▸ Information supplied:
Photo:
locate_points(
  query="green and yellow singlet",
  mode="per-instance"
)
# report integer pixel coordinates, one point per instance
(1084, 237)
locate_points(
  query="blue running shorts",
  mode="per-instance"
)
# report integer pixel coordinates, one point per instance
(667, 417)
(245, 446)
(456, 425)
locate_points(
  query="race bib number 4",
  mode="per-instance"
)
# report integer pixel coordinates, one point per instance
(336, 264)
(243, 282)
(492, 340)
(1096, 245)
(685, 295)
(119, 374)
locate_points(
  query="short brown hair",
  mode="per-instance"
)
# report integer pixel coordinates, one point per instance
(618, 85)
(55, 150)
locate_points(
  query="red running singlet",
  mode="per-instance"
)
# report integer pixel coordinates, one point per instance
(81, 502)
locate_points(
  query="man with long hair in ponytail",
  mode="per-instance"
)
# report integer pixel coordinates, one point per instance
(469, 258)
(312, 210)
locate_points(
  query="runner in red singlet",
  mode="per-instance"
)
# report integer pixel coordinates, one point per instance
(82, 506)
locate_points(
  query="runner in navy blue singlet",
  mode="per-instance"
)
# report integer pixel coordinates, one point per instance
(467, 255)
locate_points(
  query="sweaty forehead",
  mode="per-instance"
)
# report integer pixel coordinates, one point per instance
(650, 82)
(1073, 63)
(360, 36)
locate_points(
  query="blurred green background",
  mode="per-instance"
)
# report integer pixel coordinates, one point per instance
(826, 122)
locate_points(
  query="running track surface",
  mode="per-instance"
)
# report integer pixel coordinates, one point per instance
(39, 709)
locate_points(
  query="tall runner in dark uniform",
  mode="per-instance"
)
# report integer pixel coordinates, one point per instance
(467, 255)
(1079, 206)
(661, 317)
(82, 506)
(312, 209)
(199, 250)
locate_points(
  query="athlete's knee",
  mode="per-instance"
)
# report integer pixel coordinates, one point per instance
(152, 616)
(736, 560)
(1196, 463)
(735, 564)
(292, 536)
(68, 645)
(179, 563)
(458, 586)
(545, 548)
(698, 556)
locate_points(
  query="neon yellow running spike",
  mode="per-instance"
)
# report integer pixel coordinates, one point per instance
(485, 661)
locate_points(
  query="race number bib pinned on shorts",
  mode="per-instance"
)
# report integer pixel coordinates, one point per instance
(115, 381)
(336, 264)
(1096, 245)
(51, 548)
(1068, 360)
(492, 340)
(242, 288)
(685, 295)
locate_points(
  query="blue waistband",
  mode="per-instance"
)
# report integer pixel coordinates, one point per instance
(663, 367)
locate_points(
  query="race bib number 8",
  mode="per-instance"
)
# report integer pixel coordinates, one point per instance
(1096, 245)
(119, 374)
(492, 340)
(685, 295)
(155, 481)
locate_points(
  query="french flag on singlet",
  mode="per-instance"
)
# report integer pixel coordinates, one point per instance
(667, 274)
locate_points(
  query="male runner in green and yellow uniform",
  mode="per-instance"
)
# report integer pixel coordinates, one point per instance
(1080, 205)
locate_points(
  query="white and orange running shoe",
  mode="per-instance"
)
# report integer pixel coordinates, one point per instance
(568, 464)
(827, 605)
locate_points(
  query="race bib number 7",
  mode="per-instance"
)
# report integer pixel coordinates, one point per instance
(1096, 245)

▸ How to complete this task: Pull out all lines from the entries above that include the word "blue".

▸ Answer space:
  query="blue running shorts",
  query="runner in navy blue singlet",
  query="blue waistband",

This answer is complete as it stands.